[Start Dataset content]
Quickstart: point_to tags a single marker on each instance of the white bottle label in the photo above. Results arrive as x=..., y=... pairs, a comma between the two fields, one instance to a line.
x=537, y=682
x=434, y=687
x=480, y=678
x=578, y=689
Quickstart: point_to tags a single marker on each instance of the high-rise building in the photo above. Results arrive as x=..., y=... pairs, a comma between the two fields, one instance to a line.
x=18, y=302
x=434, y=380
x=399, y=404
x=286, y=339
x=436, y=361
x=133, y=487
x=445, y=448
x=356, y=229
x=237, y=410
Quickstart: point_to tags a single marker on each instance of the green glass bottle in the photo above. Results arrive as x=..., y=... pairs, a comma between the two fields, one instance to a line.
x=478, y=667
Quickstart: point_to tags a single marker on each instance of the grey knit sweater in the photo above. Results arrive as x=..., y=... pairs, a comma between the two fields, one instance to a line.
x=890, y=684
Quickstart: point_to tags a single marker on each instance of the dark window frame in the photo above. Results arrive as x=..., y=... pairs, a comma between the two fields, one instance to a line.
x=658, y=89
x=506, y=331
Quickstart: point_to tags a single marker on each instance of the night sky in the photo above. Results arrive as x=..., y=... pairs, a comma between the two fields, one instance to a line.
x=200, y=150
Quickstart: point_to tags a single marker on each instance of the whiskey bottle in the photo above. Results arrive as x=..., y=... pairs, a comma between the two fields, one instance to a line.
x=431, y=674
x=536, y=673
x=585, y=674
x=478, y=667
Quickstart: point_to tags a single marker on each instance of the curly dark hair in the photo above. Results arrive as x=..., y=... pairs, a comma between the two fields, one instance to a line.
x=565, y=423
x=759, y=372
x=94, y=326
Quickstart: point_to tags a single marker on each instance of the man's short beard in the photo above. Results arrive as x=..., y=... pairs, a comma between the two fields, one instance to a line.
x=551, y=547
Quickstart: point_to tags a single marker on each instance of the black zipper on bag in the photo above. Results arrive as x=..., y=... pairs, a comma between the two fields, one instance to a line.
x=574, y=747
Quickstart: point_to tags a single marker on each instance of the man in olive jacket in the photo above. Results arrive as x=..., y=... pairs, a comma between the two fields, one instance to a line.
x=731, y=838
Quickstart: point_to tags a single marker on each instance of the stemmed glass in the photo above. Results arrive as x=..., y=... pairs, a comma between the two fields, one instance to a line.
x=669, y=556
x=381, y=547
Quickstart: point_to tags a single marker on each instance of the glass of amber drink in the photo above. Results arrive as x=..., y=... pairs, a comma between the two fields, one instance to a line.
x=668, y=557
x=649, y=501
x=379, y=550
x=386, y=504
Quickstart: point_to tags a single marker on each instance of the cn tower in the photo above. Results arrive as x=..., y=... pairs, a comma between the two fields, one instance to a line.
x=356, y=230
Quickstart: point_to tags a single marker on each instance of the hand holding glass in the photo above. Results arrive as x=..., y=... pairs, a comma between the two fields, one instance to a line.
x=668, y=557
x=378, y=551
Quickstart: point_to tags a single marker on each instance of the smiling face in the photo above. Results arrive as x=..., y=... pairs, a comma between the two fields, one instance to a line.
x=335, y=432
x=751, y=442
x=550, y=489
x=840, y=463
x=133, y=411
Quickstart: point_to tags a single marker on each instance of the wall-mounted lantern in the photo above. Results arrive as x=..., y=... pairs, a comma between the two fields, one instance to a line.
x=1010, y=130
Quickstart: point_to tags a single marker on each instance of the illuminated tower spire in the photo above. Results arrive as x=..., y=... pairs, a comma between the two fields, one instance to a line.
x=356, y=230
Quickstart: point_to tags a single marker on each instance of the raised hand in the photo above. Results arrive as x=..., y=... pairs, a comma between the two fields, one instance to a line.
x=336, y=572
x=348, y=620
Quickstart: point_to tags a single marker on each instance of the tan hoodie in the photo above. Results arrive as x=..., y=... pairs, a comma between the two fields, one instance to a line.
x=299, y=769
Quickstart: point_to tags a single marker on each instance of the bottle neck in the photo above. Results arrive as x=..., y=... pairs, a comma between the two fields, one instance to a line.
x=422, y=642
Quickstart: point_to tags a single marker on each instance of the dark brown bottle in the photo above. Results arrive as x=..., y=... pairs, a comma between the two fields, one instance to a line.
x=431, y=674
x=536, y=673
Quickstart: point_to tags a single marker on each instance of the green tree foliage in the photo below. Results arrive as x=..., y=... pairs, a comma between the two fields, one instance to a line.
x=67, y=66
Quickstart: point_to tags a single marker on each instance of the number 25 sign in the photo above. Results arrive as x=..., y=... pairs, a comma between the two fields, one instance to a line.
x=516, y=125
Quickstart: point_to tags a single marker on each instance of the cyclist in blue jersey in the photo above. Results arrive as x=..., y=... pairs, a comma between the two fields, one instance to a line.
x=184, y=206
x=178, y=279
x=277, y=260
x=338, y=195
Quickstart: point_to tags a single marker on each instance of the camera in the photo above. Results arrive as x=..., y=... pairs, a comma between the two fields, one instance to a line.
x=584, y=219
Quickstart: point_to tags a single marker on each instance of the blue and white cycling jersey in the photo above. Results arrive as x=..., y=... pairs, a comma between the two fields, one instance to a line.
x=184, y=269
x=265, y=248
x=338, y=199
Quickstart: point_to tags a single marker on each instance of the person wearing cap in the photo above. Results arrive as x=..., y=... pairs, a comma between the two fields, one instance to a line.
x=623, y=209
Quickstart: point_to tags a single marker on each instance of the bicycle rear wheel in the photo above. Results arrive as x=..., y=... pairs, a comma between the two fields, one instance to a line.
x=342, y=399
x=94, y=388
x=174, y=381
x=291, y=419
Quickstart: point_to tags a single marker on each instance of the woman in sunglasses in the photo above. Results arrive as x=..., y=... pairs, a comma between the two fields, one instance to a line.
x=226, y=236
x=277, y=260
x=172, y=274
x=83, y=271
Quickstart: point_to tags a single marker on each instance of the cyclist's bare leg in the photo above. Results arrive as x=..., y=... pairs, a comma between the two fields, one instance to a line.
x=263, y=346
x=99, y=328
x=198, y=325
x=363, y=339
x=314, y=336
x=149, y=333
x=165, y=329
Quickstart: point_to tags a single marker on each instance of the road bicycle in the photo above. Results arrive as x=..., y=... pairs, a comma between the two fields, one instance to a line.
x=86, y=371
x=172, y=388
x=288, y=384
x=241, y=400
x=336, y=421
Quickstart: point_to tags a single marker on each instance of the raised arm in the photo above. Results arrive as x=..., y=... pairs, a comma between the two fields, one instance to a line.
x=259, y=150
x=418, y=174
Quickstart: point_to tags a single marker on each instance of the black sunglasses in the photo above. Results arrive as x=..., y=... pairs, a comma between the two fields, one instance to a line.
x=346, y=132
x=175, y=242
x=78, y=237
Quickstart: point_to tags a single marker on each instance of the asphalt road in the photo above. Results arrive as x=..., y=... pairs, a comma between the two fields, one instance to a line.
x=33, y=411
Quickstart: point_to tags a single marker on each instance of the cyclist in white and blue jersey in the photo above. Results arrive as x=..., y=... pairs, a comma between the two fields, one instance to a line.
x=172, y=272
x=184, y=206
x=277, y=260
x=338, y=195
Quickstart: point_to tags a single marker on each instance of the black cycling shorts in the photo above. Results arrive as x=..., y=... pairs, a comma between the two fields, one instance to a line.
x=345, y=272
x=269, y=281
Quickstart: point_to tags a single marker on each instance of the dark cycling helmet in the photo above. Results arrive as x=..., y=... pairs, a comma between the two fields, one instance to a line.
[End Dataset content]
**Your objective**: Rewrite all of the lines above, swapping every "marker" for "pin" and leaving everything else unchanged.

**Exercise output**:
Quickstart: point_to tags a single pin on each instance of the white bottle label in the photo above. Results arrive as x=..., y=... pairs, a comma between the two fields, one instance to a line.
x=537, y=682
x=434, y=687
x=480, y=678
x=578, y=689
Quickstart: point_to tags a single pin on each instance of the high-rise building in the photo above. Results arrive as x=..., y=... pairs, a comma between the two fields, one instance to a line.
x=18, y=302
x=434, y=380
x=399, y=404
x=286, y=339
x=436, y=361
x=133, y=487
x=445, y=448
x=356, y=229
x=237, y=410
Quickstart: point_to tags a single pin on each instance of the green glass bottle in the photo above. Results arrive as x=..., y=... pairs, a comma between the two fields, one instance to a line.
x=478, y=667
Quickstart: point_to tags a single pin on each instance of the grey knit sweater in the photo above. Results arrive as x=..., y=... pairs, a comma between the two fields, one instance to a line.
x=890, y=684
Quickstart: point_to tags a single pin on each instance of the dark window frame in the photo above. Results arrive as x=..., y=... pairs, a comma between the two fields, one instance to a line.
x=658, y=89
x=506, y=331
Quickstart: point_to tags a single pin on each instance of the night sky in the photo above. Results arrive as x=..., y=... pairs, a comma between the two fields, one instance to a line.
x=200, y=150
Quickstart: point_to tags a single pin on each instance of the whiskey bottle in the photo above. Results arrive as x=..., y=... pairs, a comma between the two fields, one instance to a line.
x=431, y=674
x=536, y=673
x=585, y=674
x=478, y=667
Quickstart: point_to tags a single pin on each instance of the curly dark hair in the photo above. Results arrive as x=..., y=... pairs, a comma between the two fields, one instance to a line.
x=565, y=423
x=759, y=372
x=94, y=326
Quickstart: point_to tags a single pin on each instance of the man's short beard in the photo above. Results arrive as x=..., y=... pairs, a comma between the two fields, one instance to a line.
x=551, y=547
Quickstart: point_to tags a single pin on each instance of the black zipper on bag in the photo above. Results arrive as x=..., y=... pairs, a comma between the two fields, one instance to a line.
x=574, y=747
Quickstart: point_to tags a single pin on each instance of the man in olive jacket in the photo above. Results arrive as x=..., y=... pairs, a comma between the two fields, one instance to a line.
x=731, y=838
Quickstart: point_to tags a single pin on each instance of the stemmed glass in the photo above. Results arrive as x=..., y=... pairs, a comma between the two fields, one instance to a line.
x=669, y=556
x=381, y=547
Quickstart: point_to tags a single pin on each instance of the glass of amber drink in the photo above. Results arrive as x=..., y=... pairs, a comma between the two fields, one instance to a line.
x=668, y=557
x=649, y=501
x=379, y=550
x=386, y=504
Quickstart: point_to tags a single pin on each instance of the cn tower in the photo above. Results arrive as x=..., y=... pairs, a comma between the two fields, one instance to a line.
x=356, y=230
Quickstart: point_to tags a single pin on each instance of the hand holding glass in the photo above. Results arrive as x=..., y=... pairs, a comma between the two fields, one instance to a line.
x=668, y=557
x=378, y=551
Quickstart: point_to tags a single pin on each instance of the smiling face in the photo above. Results arrive as x=..., y=... pairs, a comma between the two fields, one instance to a line.
x=335, y=432
x=751, y=442
x=550, y=489
x=840, y=463
x=133, y=411
Quickstart: point_to tags a single pin on each instance of the wall-mounted lantern in the photo above. Results arrive as x=..., y=... pairs, a comma between the two fields, one instance to a line.
x=1010, y=130
Quickstart: point_to tags a single pin on each instance of the illuminated tower spire in the photo above. Results arrive as x=..., y=... pairs, a comma between the two fields, one instance to a line.
x=356, y=230
Quickstart: point_to tags a single pin on each instance of the raised hand in the photo above. Results arrive as x=..., y=... pairs, a comma between the two fields, one instance to a line.
x=336, y=572
x=348, y=620
Quickstart: point_to tags a single pin on each instance of the tan hoodie in the photo above. Results arrive as x=..., y=... pairs, a comma between the two fields, one instance to a line.
x=299, y=769
Quickstart: point_to tags a single pin on each instance of the bottle neck in the photo above. Results arrive as x=..., y=... pairs, a comma between the two fields, one instance to a line.
x=422, y=642
Quickstart: point_to tags a single pin on each instance of the dark brown bottle in the photo above. Results arrive as x=..., y=... pairs, a comma between the two fields, one instance to a line.
x=431, y=674
x=536, y=673
Quickstart: point_to tags a single pin on each instance of the green tree foliage in the photo below. Results arrive as x=..., y=... pairs, a comma between the two fields, one instance to a line.
x=67, y=66
Quickstart: point_to tags a single pin on each instance of the number 25 sign in the photo above. Results arrive as x=..., y=... pairs, a comma between the two fields, one instance to a line.
x=516, y=125
Quickstart: point_to tags a single pin on each instance of the cyclist in blue jersey in the photo above. Results arrive as x=..., y=... pairs, a comma between the two fields, one instance to a line.
x=184, y=206
x=178, y=279
x=277, y=260
x=338, y=195
Quickstart: point_to tags a single pin on each instance of the camera in the photo above. Results arrive as x=..., y=... pairs, a comma between the two fields, one instance to a line.
x=584, y=219
Quickstart: point_to tags a single pin on each instance of the blue and white cycling jersey in the photo above. Results arrive as x=..., y=... pairs, a comma between the two fields, one instance to a line.
x=184, y=269
x=265, y=248
x=338, y=199
Quickstart: point_to tags a single pin on each instance of the person wearing cap in the photo above. Results arrive as x=..., y=... pairs, a comma between the two fields, one instance to a line.
x=623, y=209
Quickstart: point_to tags a single pin on each instance of the bicycle rear wheel in the photo above. Results arrive as x=..., y=... pairs, a comma between the two fields, one instance to a line.
x=342, y=399
x=94, y=388
x=174, y=381
x=291, y=419
Quickstart: point_to tags a single pin on each instance of the woman in sunglasses in the photo above. Results arrive as x=..., y=... pairs, a comma between the two fields, one instance to a line.
x=226, y=236
x=277, y=260
x=172, y=274
x=83, y=271
Quickstart: point_to tags a single pin on each instance of the cyclist's bare leg in the photo above. Results arrive as x=..., y=... pairs, a comma between the two fields, one instance to a line.
x=263, y=346
x=99, y=328
x=198, y=325
x=363, y=339
x=314, y=336
x=149, y=333
x=165, y=329
Quickstart: point_to tags a single pin on each instance of the road bicycle in the photo above. Results arrive as x=..., y=... pairs, a comma between the two fields, one instance to a line.
x=86, y=371
x=172, y=388
x=288, y=384
x=241, y=400
x=336, y=421
Quickstart: point_to tags a single pin on each instance of the raised arm in the photo above. Results arrive as x=..., y=... pairs, a comma between the two fields, one instance to a line.
x=259, y=150
x=418, y=174
Quickstart: point_to tags a single pin on each instance of the black sunglasses in the photo above. Results arrive as x=..., y=... pairs, a comma between the two fields, one instance to a line.
x=346, y=132
x=175, y=242
x=78, y=237
Quickstart: point_to tags a single pin on each instance of the asphalt road in the photo above. Results arrive as x=..., y=... pairs, a comma between the two fields, one instance to a line.
x=33, y=411
Quickstart: point_to tags a single pin on each instance of the cyclist in white and blue jersey in the photo above. Results arrive as x=..., y=... pairs, a comma between the two fields, one instance to a line.
x=172, y=272
x=184, y=206
x=277, y=260
x=338, y=195
Quickstart: point_to tags a single pin on each instance of the black cycling shorts in the photo above. Results arrive as x=..., y=... pairs, a comma between the two fields, one instance to a line.
x=345, y=272
x=269, y=281
Quickstart: point_to tags a single pin on each instance of the dark cycling helmet in the photo above. Results arrive as x=..., y=... pairs, a comma between the two fields, one instance to a line.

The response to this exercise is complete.